:: ЦЕЛЬ ЗАДАНИЯ ::
Ответьте на три вопроса по тексту для чтения.
1. Где, согласно тексту, читатель книги может увидеть и услышать первоисточник?
2. Как в тексте объясняется слово «синхрон»?
3. Кого автор называет параллелями, которые сразу приходят на ум?

──────── ТЕКСТ ДЛЯ ЧТЕНИЯ ────────

Леонид Парфенов. Увидеть раз и навсегда

   “Подстрочник” не нуждается в подстрочнике. В предисловии, толкованиях и примечаниях. Но он – “устная книга”, расшифровка рассказа на телекамеру для одноименного фильма. Вот про это обстоятельство, может, и стоит сказать особо, ведь читатель книги имеет возможность увидеть-услышать первоисточник в интернете.
   Думаю, монологи Лилианны Лунгиной – самый удивительный синхрон (так именуют речь, синхронизированную с “картинкой”) в истории отечественного телевидения. Параллели, сразу приходящие на ум: Ираклий Андроников и Юрий Лотман. Но одного снимали с его эстрадными номерами, а другого – с лекциями. У них устная речь, которая была письменной, да и став устной, шлифовалась предыдущими произнесениями. Лилианна Лунгина все говорит впервые. Просто задавая себе тему: сейчас я расскажу про себя в Берлине, а сейчас – про школу, а сейчас – как познакомилась с будущим мужем.

──────── ПРЕДОСТАВЛЕННЫЕ ЗАПИСИ ────────

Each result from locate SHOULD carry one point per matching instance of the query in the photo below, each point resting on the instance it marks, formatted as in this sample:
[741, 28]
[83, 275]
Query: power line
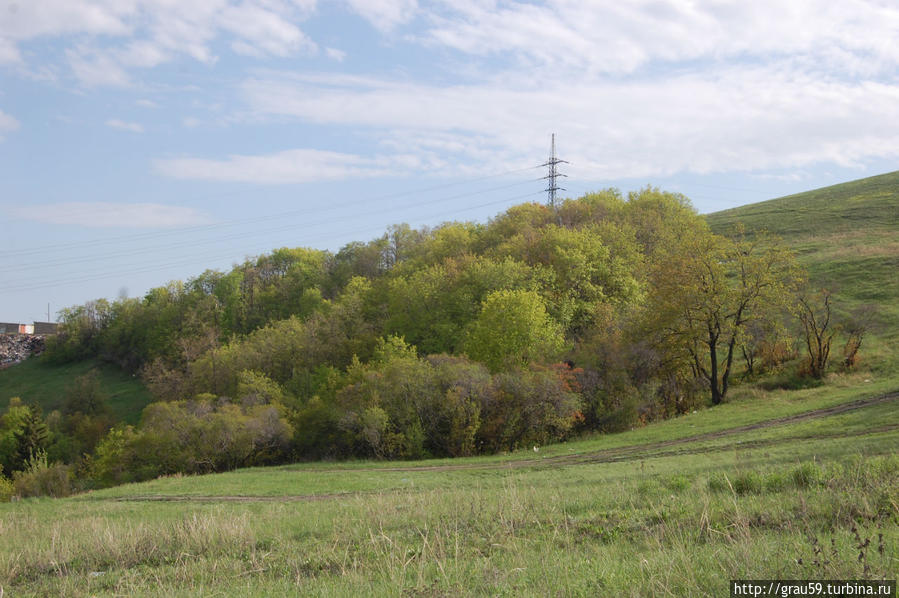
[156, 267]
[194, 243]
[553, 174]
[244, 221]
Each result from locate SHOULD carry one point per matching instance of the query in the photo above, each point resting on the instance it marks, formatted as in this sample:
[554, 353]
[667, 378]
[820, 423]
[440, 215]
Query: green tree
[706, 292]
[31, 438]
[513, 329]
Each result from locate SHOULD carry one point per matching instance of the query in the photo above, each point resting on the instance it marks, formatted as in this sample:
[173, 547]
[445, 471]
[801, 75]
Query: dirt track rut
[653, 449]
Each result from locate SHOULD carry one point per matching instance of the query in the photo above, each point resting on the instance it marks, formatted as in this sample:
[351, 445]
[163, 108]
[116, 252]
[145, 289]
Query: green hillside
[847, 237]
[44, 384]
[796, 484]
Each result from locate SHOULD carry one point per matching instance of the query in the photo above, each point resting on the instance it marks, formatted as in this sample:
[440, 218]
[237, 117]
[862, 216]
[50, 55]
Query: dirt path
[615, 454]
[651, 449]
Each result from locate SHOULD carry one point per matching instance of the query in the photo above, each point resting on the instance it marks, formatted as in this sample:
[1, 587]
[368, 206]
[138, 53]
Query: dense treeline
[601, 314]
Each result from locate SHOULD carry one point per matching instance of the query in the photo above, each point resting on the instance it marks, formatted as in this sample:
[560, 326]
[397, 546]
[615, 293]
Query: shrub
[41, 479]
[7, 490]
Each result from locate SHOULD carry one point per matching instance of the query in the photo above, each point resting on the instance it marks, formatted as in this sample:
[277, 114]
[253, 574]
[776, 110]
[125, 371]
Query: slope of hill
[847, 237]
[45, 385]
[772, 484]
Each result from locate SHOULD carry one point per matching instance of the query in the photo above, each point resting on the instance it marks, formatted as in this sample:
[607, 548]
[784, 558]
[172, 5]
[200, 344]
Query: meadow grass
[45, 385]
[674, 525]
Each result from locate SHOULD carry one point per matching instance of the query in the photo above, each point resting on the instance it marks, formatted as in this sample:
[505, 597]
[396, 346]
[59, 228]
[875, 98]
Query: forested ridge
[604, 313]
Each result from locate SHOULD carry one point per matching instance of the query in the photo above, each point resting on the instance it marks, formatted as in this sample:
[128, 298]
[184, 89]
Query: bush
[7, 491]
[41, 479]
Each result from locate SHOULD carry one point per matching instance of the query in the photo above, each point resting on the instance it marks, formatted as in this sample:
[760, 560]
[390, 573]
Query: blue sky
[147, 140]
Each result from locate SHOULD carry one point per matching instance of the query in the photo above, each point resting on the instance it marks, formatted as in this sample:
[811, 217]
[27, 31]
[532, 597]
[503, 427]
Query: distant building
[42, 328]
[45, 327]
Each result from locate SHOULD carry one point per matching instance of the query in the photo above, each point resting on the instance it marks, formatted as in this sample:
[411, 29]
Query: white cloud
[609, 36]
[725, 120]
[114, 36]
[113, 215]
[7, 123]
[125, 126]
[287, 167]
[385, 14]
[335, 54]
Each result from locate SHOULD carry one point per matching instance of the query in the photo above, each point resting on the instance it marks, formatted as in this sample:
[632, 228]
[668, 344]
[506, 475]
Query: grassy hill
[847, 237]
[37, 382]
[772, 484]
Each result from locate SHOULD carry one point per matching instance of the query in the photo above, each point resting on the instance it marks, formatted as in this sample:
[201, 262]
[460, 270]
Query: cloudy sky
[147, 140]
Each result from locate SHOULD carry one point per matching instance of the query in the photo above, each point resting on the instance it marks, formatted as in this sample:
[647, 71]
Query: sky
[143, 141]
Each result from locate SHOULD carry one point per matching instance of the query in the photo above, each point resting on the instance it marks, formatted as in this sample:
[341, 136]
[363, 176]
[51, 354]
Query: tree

────────

:: ОТВЕТ ::
1. В интернете.
2. Так именуют речь, синхронизированную с «картинкой».
3. Ираклия Андроникова и Юрия Лотмана.